Task prompt
Pull out the rows below verbatim, starting at the line that contains "van headlight, put" and continuing through the last line of the rows.

Listing
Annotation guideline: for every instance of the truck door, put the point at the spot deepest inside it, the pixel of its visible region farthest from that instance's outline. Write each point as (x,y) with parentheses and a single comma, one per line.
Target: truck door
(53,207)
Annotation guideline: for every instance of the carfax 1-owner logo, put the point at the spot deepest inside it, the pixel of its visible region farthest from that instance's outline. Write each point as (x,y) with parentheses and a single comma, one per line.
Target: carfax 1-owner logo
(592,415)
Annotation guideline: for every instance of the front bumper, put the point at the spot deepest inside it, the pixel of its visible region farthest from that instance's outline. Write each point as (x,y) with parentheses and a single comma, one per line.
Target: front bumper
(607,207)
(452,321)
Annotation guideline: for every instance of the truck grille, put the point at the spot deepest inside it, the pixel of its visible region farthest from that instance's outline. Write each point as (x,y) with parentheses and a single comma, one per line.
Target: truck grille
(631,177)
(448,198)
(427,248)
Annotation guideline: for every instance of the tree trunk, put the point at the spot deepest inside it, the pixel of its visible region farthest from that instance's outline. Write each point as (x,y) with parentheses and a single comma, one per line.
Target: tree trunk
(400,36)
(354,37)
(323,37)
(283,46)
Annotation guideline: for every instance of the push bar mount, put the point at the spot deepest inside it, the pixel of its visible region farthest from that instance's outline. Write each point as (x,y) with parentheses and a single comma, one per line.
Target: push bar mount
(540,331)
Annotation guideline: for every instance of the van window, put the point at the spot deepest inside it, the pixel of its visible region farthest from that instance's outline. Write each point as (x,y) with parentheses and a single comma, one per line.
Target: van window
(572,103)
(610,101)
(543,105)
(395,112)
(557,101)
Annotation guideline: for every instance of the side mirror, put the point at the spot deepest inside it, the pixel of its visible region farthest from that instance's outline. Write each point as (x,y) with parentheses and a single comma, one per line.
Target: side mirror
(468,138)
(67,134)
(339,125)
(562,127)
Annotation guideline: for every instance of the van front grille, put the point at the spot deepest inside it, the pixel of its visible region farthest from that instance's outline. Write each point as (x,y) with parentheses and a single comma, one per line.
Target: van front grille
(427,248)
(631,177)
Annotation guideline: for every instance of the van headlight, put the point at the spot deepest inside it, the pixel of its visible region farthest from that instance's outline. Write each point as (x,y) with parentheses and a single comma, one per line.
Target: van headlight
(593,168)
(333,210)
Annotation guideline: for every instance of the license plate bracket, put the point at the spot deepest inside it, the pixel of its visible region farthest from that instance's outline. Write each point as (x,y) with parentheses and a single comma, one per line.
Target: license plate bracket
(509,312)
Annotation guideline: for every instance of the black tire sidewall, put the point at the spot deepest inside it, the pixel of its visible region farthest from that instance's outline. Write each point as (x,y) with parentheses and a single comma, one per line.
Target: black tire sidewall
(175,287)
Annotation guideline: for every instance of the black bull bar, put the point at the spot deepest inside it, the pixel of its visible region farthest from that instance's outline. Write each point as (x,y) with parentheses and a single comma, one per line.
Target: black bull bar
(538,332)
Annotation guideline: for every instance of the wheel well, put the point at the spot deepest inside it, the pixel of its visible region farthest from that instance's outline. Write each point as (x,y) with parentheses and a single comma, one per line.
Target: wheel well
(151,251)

Written reply
Annotation guideline: for every instance of the van headlight, put the point at the spot deepest inside it, the pixel of its visible region farthest from that instance's outline. Write each point as (x,y) with parentheses and a single comma, one per line.
Target: van headlight
(593,168)
(333,210)
Annotation guideline: for every instance of the license plate bracket, put the point at the spot deepest inside it, the pixel of its visible region farthest from that instance's outline. Write each point as (x,y) with parentheses and a single comma, one per line.
Target: license plate bracket
(509,312)
Annotation guideline: for every instance of the black tire sidewall, put the point at the spot deepest inside it, the pixel of its visible region farthest from that instance's outline. Write each point as (x,y) with parentheses and a single comma, one per line.
Target: black tire sidewall
(175,287)
Annotation guideline: for every instance of the black bull bar, put the point at the spot deepest inside it, the pixel of its visible region farthest from that instance's outline. Write each point as (x,y) with parentheses and a single comma, one per line.
Target: black bull bar
(538,332)
Annotation guideline: for every instance of the wheel well, put the point at the spot deepest inside it, the pixel of its visible region farthest from that instance's outline. Write each point as (x,y) with parentheses and a single comma, one per line.
Target: wheel well
(151,251)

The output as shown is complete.